Die natürliche Bevölkerungsentwicklung (Differenz zwischen Lebendgeburten und Sterbefällen) sowie der Saldo aus Zu- und Abwanderung bestimmen den Bevölkerungsstand insgesamt. Der Anteil beider Faktoren hat sich im Zeitverlauf erheblich verändert und unterscheidet sich zudem von Land von zu Land. Bezogen auf die Europäische Union hat die Nettozuwanderung seit 1992 einen größeren Anteil am Bevölkerungswachstum als die natürliche Veränderung des Bevölkerungsstandes. Bei der Hälfte der EU-Mitgliedstaaten ging eine positive natürliche Veränderung des Bevölkerungsstandes in den Jahren 2000 bis 2016 mit einem positiven Wanderungssaldo einher, in sechs EU-Staaten waren beide Faktoren negativ. In Deutschland stieg der Bevölkerungsstand, weil die Zuwanderung höher war als der natürliche Bevölkerungsrückgang.
Fakten
Die Entwicklung des Bevölkerungsstandes wird von zwei Faktoren bestimmt: Zum einen von der natürlichen Veränderung des Bevölkerungsstandes, also von der Differenz zwischen der Zahl der Lebendgeburten und der Zahl der Todesfälle. Zum anderen vom Wanderungssaldo, also von der Zahl der Menschen, die zu- und abwandern. Bis Ende der 1980er-Jahre war die natürliche Veränderung des Bevölkerungsstandes die mit Abstand wichtigste Komponente des Bevölkerungswachstums in der Europäischen Union (EU). Seit den frühen 1960er-Jahren ist hier jedoch ein nachhaltiger Rückgang zu verzeichnen. Hingegen haben internationale Wanderungsbewegungen an Bedeutung gewonnen. Seit 1992 haben diese durchgehend einen größeren Anteil am Bevölkerungswachstum als die natürliche Veränderung des Bevölkerungsstandes.

============

▶ **SCHRIFTLICHE AUFGABE A**: Führen Sie alle Zeitangaben auf, die im Text zur Bevölkerungsentwicklung genannt werden, und nennen Sie jede davon nur einmal.
▶ **SCHRIFTLICHE AUFGABE B**: Führen Sie den Text zur Bevölkerungsentwicklung im Anschluss an seinen letzten Satz fort.

============

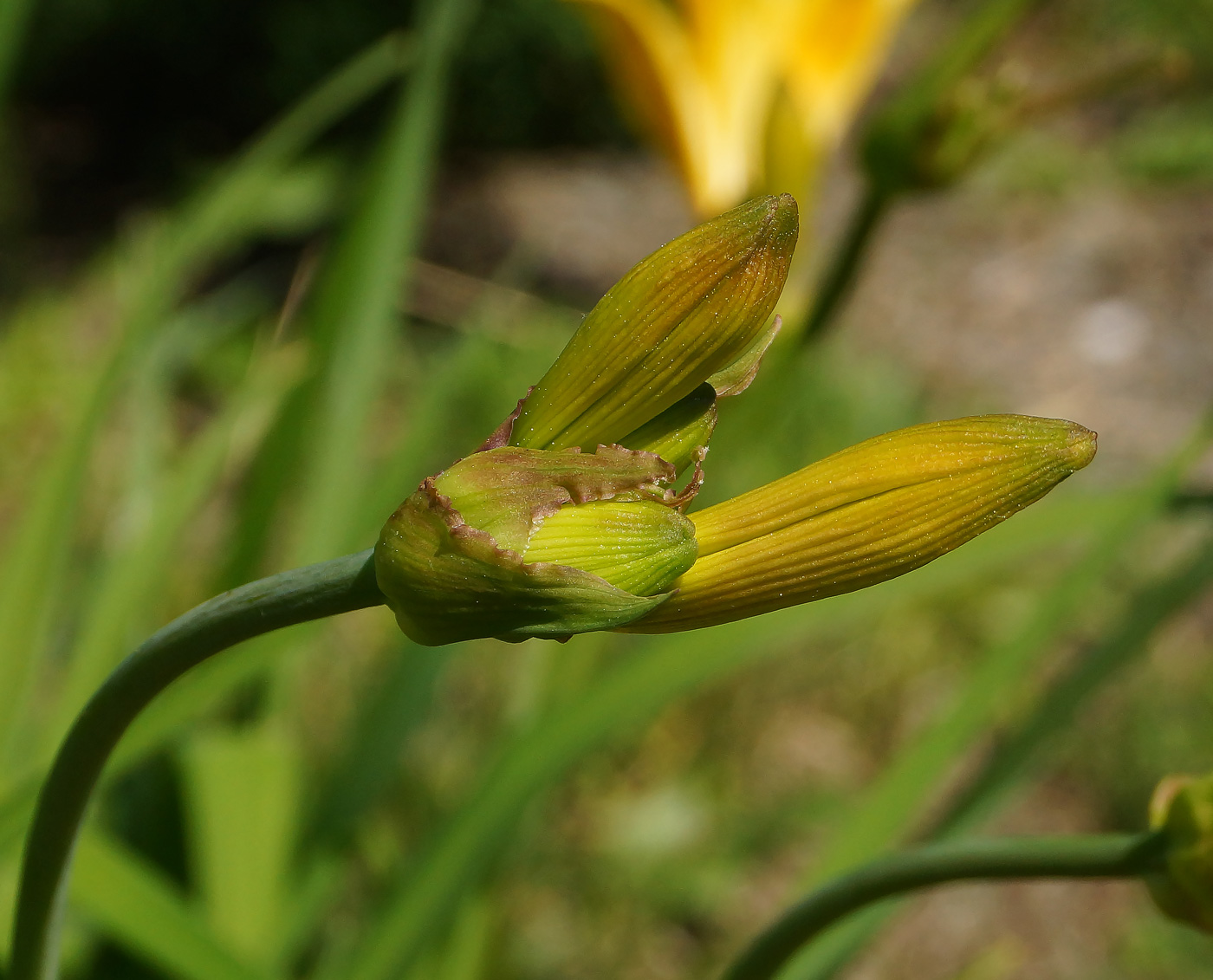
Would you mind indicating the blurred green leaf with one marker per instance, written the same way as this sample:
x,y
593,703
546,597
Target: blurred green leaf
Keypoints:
x,y
244,791
372,759
15,17
133,901
885,813
655,673
354,311
133,580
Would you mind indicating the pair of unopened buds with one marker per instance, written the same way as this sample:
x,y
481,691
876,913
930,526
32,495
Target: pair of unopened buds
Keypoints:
x,y
567,519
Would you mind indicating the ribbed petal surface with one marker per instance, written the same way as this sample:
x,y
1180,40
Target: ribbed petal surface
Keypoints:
x,y
685,312
639,546
866,515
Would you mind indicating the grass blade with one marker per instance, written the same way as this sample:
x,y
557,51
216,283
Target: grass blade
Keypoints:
x,y
153,273
131,901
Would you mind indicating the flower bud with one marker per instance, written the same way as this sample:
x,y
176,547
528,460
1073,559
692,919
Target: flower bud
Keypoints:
x,y
869,513
681,433
519,542
687,312
1183,809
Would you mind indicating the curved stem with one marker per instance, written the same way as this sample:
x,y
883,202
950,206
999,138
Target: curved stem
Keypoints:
x,y
309,594
1103,856
845,266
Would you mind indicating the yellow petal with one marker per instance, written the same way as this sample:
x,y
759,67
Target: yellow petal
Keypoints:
x,y
869,513
682,315
834,57
637,546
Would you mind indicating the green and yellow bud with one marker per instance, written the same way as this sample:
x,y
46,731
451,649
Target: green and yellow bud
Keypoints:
x,y
531,536
866,515
1183,809
682,432
521,542
689,311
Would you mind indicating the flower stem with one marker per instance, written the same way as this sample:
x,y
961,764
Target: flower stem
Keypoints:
x,y
1094,856
308,594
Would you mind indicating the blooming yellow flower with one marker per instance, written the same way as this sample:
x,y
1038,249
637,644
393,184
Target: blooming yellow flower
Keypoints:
x,y
568,519
705,78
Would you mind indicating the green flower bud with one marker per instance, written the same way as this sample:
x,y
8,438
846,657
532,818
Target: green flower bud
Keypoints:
x,y
869,513
1183,808
519,542
687,312
533,537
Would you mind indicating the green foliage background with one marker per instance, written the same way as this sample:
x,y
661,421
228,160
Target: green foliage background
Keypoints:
x,y
334,802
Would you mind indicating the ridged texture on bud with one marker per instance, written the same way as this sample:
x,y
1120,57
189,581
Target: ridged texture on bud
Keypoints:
x,y
869,513
681,433
687,312
518,542
1183,808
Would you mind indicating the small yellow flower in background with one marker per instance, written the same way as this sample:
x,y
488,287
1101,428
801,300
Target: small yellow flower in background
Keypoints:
x,y
568,518
728,88
1183,808
866,515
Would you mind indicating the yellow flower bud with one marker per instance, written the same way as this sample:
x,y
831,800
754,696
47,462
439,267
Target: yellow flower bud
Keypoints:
x,y
869,513
681,433
534,537
1183,808
687,312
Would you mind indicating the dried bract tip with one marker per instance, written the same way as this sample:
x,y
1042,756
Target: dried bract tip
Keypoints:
x,y
687,312
1183,808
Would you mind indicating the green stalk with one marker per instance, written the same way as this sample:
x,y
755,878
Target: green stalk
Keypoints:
x,y
1093,856
291,597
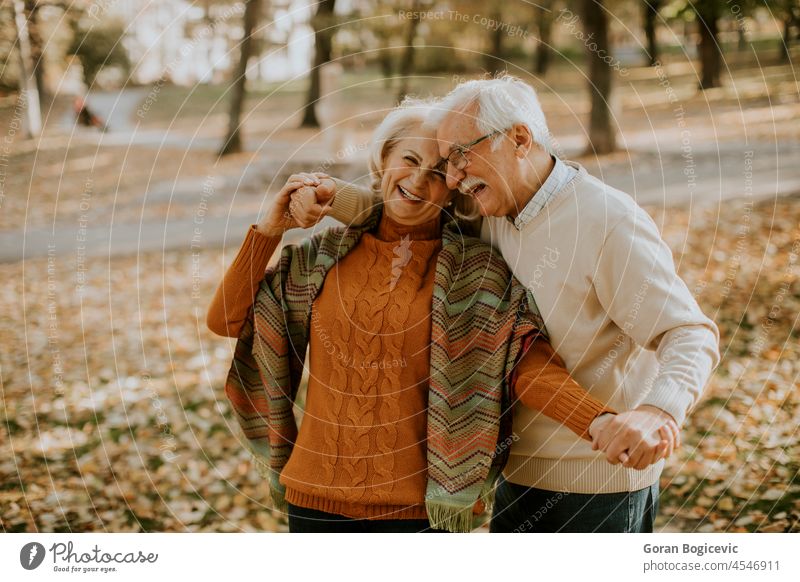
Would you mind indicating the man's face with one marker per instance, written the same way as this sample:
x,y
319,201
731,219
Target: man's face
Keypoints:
x,y
489,175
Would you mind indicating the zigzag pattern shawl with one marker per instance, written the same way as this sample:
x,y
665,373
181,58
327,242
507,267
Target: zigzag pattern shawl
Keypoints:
x,y
482,322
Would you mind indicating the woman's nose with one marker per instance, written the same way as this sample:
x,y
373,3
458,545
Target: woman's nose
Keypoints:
x,y
454,176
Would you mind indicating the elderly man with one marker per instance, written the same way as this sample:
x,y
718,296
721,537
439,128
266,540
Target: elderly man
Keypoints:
x,y
616,311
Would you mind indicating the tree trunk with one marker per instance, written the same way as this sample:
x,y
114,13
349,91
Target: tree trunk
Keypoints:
x,y
27,83
37,49
710,58
786,38
385,59
494,62
651,9
323,45
602,139
543,14
407,61
233,142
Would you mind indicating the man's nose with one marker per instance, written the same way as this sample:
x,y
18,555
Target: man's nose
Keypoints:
x,y
454,176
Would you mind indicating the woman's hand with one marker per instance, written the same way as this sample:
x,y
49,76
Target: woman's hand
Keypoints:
x,y
310,205
278,219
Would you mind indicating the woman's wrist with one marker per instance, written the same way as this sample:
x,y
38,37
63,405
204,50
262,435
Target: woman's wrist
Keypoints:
x,y
271,229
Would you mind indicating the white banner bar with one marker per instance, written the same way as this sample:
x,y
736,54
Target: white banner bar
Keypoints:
x,y
420,557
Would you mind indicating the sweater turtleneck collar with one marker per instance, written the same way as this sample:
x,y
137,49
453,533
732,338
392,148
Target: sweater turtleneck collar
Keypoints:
x,y
390,230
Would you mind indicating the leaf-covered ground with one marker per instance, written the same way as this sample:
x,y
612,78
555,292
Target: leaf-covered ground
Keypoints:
x,y
113,416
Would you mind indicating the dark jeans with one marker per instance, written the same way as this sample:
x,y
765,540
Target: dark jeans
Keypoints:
x,y
302,520
519,509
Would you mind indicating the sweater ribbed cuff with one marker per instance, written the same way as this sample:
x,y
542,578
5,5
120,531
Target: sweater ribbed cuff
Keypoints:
x,y
254,253
346,203
578,412
670,397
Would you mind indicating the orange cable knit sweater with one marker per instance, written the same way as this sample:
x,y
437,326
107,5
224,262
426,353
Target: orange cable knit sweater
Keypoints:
x,y
361,450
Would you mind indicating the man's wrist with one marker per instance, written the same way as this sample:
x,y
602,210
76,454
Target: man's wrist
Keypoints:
x,y
656,410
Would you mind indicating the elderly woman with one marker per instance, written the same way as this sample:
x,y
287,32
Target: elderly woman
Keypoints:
x,y
419,340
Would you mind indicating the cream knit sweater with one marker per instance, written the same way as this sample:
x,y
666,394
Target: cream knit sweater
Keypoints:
x,y
625,324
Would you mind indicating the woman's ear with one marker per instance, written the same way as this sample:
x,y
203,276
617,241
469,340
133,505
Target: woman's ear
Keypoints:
x,y
523,139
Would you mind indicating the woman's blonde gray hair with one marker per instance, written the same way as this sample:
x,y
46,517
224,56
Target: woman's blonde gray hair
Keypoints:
x,y
412,113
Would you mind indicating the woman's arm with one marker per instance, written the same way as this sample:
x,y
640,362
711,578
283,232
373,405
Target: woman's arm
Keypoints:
x,y
237,291
541,382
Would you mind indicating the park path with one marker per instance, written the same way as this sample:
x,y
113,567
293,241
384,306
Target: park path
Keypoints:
x,y
659,172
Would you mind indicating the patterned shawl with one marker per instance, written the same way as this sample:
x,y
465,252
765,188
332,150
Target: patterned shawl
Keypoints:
x,y
482,322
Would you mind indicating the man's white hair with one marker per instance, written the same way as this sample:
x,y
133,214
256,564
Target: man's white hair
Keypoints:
x,y
502,102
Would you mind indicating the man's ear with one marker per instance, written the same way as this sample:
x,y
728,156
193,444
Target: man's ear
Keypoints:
x,y
523,139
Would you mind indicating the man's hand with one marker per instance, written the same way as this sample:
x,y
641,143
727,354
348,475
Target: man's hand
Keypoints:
x,y
637,438
310,205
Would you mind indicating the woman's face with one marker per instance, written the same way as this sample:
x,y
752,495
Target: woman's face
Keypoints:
x,y
414,193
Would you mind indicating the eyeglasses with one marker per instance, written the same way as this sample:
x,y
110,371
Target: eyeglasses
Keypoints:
x,y
458,157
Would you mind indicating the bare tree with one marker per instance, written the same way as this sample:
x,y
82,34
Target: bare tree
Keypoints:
x,y
602,138
37,47
650,9
708,12
27,82
323,47
233,141
494,61
407,61
543,19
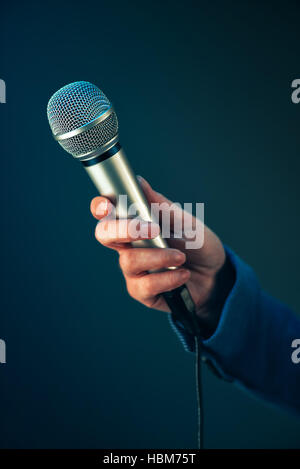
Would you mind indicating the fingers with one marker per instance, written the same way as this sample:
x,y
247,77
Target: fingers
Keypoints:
x,y
167,210
110,232
134,262
101,207
145,289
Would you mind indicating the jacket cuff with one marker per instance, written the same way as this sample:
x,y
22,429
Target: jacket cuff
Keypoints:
x,y
224,346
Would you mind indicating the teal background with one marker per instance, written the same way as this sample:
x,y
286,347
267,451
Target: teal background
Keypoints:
x,y
202,91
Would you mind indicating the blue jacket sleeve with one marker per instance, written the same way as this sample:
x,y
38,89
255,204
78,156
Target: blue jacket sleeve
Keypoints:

============

▶ **SCHRIFTLICHE ANTWORT A**:
- seit 1992
- in den Jahren 2000 bis 2016
- bis Ende der 1980er-Jahre
- seit den frühen 1960er-Jahren

▶ **SCHRIFTLICHE ANTWORT B**:
Im Jahr 2016 lag der Bevölkerungsstand der 28 EU-Mitgliedstaaten bei 510 Millionen. Zwischen 2000 und 2016 erhöhte sich der Bevölkerungsstand der EU laut Eurostat um 25,8 Millionen. Davon entfielen 4,8 Millionen auf das natürliche Bevölkerungswachstum und 21,1 Millionen auf den positiven Wanderungssaldo dieser Jahre. Damit hatte die Zuwanderung einen Anteil von 81,5 Prozent am gesamten Bevölkerungswachstum im Zeitraum 2000 bis 2016. Der Spitzenwert wurde dabei im Jahr 2015 mit 106,8 Prozent erreicht: Während die natürliche Bevölkerungsentwicklung rückläufig war (minus 117 Tsd.), lag der Wanderungssaldo bei plus 1,85 Millionen Personen – insgesamt erhöhte sich der Bevölkerungsstand im Jahr 2015 entsprechend um 1,74 Millionen.
Bei der Hälfte der EU-Mitgliedstaaten ging eine positive natürliche Veränderung des Bevölkerungsstandes in den Jahren 2000 bis 2016 mit einem positiven Wanderungssaldo einher. Der Anteil der Zuwanderung am gesamten Bevölkerungswachstum lag dabei zwischen 28,7 Prozent in Frankreich und 95,7 Prozent in Österreich. Laut Eurostat waren in diesem Zeitraum auch in Aserbaidschan, Bosnien und Herzegowina, Island, Liechtenstein, Norwegen sowie in der Schweiz sowohl die natürliche Bevölkerungsentwicklung als auch der Wanderungssaldo positiv.
In vier EU-Staaten (Deutschland, Italien, Portugal und Tschechien) stieg der Bevölkerungsstand, weil die Zuwanderung höher war als der natürliche Bevölkerungsrückgang. In Griechenland und Ungarn wurde der natürliche Bevölkerungsrückgang durch die Zuwanderung gedämpft aber nicht kompensiert (so auch in Russland und Serbien). In weiteren sechs EU-Staaten (Bulgarien, Estland, Kroatien, Lettland, Litauen, Rumänien) haben sich beide Faktoren negativ entwickelt und damit zu einem anhaltenden Bevölkerungsrückgang geführt. Eine Entwicklung die außerhalb der EU auch für Belarus, die Republik Moldau und die Ukraine gilt.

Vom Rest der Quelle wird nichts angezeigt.